3 Moderately accomplished reader (partially proficient): Often tentative about sharing own interpretation of texts. With preparation and support, can read aloud expressively. Has developed a sense of genre. Shows a willingness to persist with some difficult texts. Is beginning to make associations between texts and personal experience. Can explain the way particular texts are organized to help the reader derive meaning. Is aware, in interpreting texts, of the influence of the context (i.e. period of time, gender/status of author) in which they were written. Developing skill in using text ideas and challenging text assertions. Reads assigned texts.

4 Accomplished reader (proficient): An effective reader of particular genres, can provide convincing evidence of comprehension. Has strategies for unlocking difficult text, including the sharing of initial interpretations with other readers and the author's use of print conventions (punctuation, headings, index). Able to evaluate information from multiple sources, including text and personal experience. Able to explain the bases of contradictory interpretations and previously held misconceptions. Brings knowledge gained from text read outside of class to bear on course work. Selects books for a wide range of purposes. Can manage the reading of long texts outside of class.

5 Exceptionally accomplished reader (advanced): An avid reader who reads easily across the range of purposes for reading: from seeking information to exploring experience. Elaborates on connections he or she is making with text, able to explain how they aid understanding. Can weigh and compare relative strength and weakness, style, structure, credibility, or aesthetics among texts. Able to demonstrate texts' potential for multiple interpretations. Can explain the significance of the social, cultural or political history of a text. Reads aloud fluently, with appropriate expression.


This year's moderations again produced high rates of agreement among teachers in their judgments of student performance. With scale placement as well as student and teacher identification masked on each record prior to the moderations at both school site and regional sessions, 222 out of 227 records (98%) received two matched scores within two readings. Five records were not scored because regional readers determined that there was not enough evidence to assign scale placement. This compares to last year's rate of 88% agreement in a total of 198 records with 24 records unscorable. Of the number scored in 1996, the ratings made by the originating classroom teachers were corroborated by other teachers' placements 75% of the time. The records scored by other teachers at the site were consistent with the scores given by teachers from outside the school 83% of the time. The higher level of consistency produced by site and regional scorers may indicate that originating teachers needed more time to discuss placement decisions with their site peers.

This finding and other trends noted in this year's data will be studied for their impact on procedures for next year's moderations. Any discrepancies between teacher placement and site/regional placements seem, preliminarily, not to be due to inexperience with this kind of assessment, as was thought last year. It is clear that more originating teachers at more schools presented more records for moderation, in some cases the full 20% sampling necessary for school level program review and for validating teacher judgments in individual student reports. With some schools in their second year of CLR use, expansion of the system to all students is part of the site restructuring plan. More assistance for teachers is being planned by site staffs at second and third year schools, e.g., easier computer access and schoolwide scheduling of pupil-free days for summarizing student data collections. Of special interest this year was the preliminary finding that second year CLR students who had become readers by third grade leaped over the bottom rung on Scale 2 at fourth grade. This scale moves beyond assessing how well students read independently to focus on the breadth of their reading experiences. Such a trend may indicate that students are not only maintaining but are continuing to expand their reading abilities.

____________

_Challenges_
- 1) Retype a passage from the reading assessment text word for word, starting at the words "3 Moderately accomplished" and ending after the words "Reads assigned texts.".
- 2) In the reading assessment text, how many records received two matched scores within two readings?

_Supplied material_
____________

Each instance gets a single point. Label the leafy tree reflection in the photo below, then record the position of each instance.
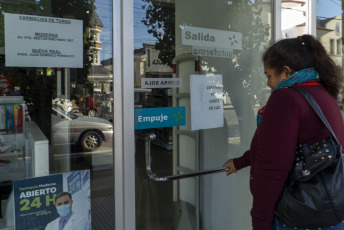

____________

_Answers to the exercises_
- 1)
3 Moderately accomplished reader (partially proficient): Often tentative about sharing own interpretation of texts. With preparation and support, can read aloud expressively. Has developed a sense of genre. Shows a willingness to persist with some difficult texts. Is beginning to make associations between texts and personal experience. Can explain the way particular texts are organized to help the reader derive meaning. Is aware, in interpreting texts, of the influence of the context (i.e. period of time, gender/status of author) in which they were written. Developing skill in using text ideas and challenging text assertions. Reads assigned texts.

- 2) 222 out of 227 records (98%)